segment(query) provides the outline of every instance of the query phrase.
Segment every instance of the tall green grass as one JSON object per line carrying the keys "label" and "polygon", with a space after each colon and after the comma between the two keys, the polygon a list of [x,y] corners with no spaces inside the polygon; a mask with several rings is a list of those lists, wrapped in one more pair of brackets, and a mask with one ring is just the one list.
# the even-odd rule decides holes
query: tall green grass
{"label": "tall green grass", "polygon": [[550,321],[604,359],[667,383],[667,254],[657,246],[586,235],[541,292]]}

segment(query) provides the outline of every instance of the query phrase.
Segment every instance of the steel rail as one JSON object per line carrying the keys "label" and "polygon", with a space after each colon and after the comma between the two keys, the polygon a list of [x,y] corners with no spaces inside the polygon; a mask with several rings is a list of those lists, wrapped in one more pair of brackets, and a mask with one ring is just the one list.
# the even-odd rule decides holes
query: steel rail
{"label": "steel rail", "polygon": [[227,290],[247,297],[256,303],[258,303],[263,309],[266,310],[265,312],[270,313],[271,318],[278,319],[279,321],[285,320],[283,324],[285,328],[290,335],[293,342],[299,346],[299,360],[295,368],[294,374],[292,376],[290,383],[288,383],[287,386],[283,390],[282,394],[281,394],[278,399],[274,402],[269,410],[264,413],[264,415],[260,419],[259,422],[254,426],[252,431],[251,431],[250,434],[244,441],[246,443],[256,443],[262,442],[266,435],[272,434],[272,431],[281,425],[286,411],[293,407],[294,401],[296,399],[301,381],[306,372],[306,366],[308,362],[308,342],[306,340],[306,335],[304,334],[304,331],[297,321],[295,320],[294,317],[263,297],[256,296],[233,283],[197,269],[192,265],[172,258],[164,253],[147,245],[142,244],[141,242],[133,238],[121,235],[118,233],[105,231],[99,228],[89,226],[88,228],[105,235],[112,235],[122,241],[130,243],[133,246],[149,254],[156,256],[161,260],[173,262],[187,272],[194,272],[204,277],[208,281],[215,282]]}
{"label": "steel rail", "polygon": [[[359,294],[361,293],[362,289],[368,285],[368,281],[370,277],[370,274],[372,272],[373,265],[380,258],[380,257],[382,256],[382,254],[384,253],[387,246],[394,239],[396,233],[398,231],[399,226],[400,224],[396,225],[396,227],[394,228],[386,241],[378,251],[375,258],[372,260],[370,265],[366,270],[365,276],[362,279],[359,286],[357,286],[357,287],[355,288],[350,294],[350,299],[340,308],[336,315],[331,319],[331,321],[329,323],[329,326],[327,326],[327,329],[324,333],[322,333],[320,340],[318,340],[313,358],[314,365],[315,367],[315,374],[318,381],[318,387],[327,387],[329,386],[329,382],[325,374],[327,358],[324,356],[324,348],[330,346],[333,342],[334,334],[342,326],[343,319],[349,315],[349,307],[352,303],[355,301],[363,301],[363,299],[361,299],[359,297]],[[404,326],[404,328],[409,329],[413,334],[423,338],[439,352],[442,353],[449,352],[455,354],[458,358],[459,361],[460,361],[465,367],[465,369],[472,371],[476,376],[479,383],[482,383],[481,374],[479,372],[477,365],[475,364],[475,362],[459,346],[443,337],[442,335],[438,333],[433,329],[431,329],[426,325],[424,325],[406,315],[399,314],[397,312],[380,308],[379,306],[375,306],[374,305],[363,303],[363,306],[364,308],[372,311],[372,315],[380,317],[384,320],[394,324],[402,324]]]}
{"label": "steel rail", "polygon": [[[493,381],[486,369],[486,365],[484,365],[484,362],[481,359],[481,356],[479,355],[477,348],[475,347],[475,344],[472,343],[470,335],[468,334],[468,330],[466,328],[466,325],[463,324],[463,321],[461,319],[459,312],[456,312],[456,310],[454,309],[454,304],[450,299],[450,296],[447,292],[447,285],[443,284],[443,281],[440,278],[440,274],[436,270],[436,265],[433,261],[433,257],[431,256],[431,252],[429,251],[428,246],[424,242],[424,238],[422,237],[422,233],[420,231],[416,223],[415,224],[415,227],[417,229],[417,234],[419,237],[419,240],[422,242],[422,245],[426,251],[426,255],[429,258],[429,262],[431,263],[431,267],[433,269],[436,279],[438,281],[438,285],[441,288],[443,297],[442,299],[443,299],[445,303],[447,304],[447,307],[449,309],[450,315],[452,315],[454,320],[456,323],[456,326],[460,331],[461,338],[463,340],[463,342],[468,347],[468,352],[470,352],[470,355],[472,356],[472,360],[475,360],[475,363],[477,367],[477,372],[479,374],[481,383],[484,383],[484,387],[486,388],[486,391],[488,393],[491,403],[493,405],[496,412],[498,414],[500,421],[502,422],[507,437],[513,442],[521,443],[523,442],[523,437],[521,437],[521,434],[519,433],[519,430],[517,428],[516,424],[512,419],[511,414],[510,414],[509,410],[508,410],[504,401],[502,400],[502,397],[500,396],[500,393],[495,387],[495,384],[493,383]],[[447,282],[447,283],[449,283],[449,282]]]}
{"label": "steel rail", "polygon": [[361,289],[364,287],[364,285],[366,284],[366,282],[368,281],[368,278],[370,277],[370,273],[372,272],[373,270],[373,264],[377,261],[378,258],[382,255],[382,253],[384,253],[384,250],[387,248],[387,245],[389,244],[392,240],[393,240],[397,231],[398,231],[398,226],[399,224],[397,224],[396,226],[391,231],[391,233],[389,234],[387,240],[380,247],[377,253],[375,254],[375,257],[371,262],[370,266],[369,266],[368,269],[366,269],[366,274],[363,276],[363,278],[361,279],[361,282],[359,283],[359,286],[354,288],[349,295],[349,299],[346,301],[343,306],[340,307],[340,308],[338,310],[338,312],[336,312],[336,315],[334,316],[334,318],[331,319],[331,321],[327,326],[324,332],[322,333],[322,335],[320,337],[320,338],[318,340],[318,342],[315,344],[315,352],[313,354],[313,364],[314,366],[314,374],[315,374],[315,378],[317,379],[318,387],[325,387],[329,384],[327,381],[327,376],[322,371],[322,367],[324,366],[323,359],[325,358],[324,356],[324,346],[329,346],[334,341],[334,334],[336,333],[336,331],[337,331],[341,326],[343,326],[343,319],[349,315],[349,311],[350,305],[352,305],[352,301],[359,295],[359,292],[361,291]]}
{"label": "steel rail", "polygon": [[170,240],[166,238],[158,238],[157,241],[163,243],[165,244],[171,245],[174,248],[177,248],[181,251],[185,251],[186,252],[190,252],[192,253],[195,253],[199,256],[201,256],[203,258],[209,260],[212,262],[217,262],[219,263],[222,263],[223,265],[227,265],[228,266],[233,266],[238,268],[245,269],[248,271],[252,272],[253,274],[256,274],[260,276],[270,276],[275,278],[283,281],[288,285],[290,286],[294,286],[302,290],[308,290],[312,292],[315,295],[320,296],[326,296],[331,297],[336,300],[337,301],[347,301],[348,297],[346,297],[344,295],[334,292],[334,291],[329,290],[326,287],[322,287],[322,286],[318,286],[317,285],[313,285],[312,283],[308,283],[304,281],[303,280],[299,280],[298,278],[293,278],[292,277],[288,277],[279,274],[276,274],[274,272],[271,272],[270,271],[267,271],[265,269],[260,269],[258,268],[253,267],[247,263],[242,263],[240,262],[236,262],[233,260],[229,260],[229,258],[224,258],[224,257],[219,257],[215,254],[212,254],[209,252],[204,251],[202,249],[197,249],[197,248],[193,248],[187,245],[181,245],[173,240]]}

────────────────────

Required task — Count the lines in the rows above that contain the string "carrying", matching case exactly, and reply with the number alone.

Final result — 2